TASK STATEMENT ->
In the interview about serosurvey findings from Mumbai and Delhi, what range is given for the infection fatality rate based on the surveys in India?

TEXT SEGMENT ->
%%

Even though the COVID fatality rate is as low as 0.09%, epidemiologist Dr Giridhara R Babu tells Sumi Sukanya Dutta that infection can be widespread in slum areas and that other cities need to prepare robust plans similar to containment efforts in Dharavi.
Epidemiologically, what do the government serosurvey findings from Mumbai and Delhi, released recently which showed overall seropositivity of about 40% in Mumbai and 23% in Delhi, signify?
To say that infectious disease is well contained, we need to be assured that a reasonable proportion of the population is immune (develop antibodies or other immune mechanisms against the disease-causing agent).
This is generally regarding vaccines. However, given that infection can be widespread in slum areas, other cities need to prepare robust plans similar to containment efforts in Dharavi.
Also, the infection fatality rate is low, ranging between 0.09% and 0.45% based on these surveys in India. However, all these estimates are subject to correction as wider and frequent surveys need to be done in India.
How far could these two cities be from herd immunity? Once the population in an area reaches this level-what significance does it have in the course of a pandemic?
A key determinant of herd immunity is R0 or R nought. When R0 is 2.5, the proportion of the susceptible population is given (1/ R0), which is 0.4, indicating that 40% of the people are still susceptible to get the infection.
In terms of Covid-19, it is not clearly known what the effective proportion of the population that needs to develop antibodies. For example, New York has a seroprevalence of 22.7%, London has 17.5% compared to 23-40% in Delhi and Mumbai.
Given the limited understanding of the disease, it is my personal opinion that herd immunity cannot be a recommended goal or method to review our progress against covid19. We have seen how few countries have faltered keeping herd immunity as a method to fight against the disease.

%%

DATASET RECORDS ->

%%

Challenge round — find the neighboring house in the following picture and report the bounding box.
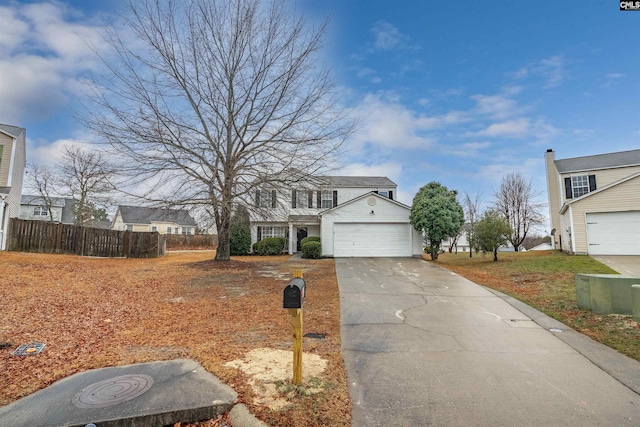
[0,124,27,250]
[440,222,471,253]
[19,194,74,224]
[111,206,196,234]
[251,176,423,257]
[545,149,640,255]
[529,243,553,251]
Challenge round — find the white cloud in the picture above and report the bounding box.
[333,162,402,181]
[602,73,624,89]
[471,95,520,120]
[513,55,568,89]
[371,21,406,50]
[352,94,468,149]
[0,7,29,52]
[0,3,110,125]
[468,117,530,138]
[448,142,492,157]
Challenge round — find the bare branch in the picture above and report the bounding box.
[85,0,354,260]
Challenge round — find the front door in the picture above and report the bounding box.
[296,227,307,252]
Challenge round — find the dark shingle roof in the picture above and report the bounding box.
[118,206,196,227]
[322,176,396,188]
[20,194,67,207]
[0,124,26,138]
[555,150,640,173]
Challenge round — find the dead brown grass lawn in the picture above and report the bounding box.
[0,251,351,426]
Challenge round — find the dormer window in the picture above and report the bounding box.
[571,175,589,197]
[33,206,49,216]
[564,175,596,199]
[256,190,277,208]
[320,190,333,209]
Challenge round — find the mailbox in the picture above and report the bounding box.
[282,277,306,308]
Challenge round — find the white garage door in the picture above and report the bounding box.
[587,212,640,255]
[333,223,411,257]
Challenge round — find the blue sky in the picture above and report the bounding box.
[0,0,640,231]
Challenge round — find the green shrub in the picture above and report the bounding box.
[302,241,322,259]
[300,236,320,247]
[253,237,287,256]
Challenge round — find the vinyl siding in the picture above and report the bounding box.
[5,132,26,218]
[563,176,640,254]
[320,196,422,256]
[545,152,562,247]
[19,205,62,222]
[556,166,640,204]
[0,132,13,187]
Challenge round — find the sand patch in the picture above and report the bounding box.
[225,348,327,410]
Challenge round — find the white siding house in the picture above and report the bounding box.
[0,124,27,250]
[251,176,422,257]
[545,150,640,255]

%%
%%

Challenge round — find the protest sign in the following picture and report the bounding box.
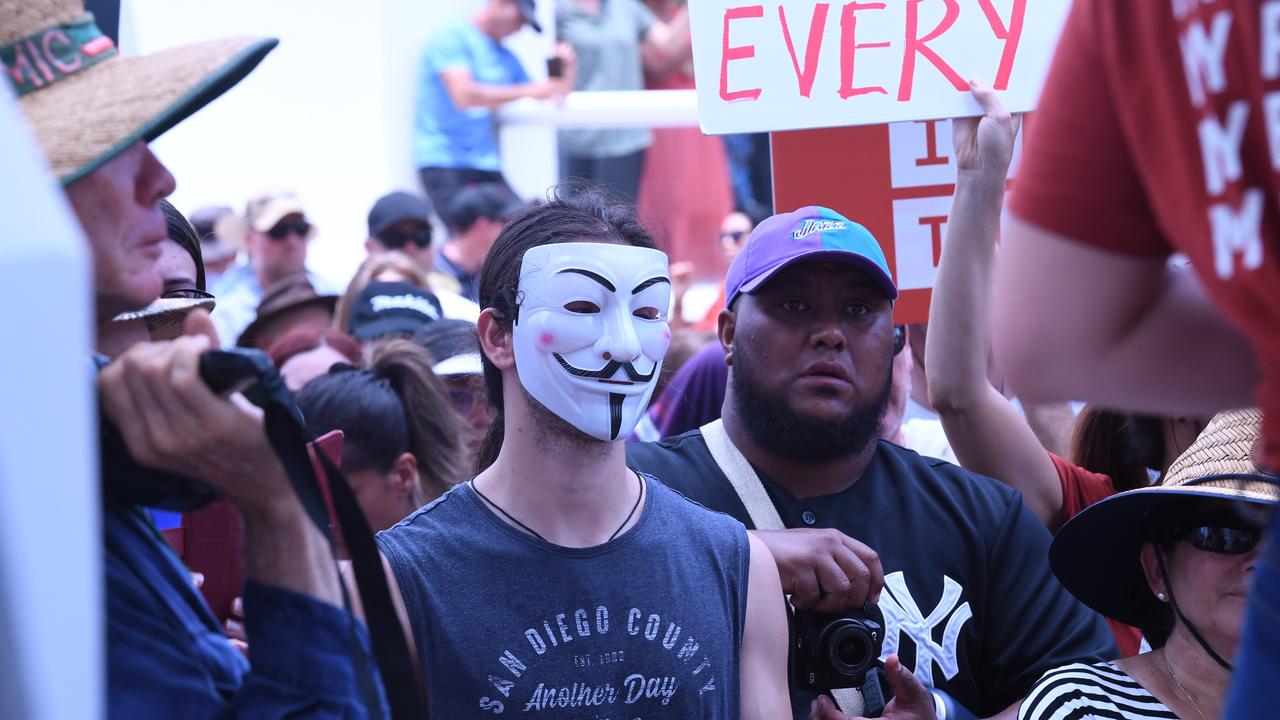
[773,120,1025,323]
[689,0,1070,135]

%%

RESULT OF THE EXERCISE ->
Between 0.09% and 0.45%.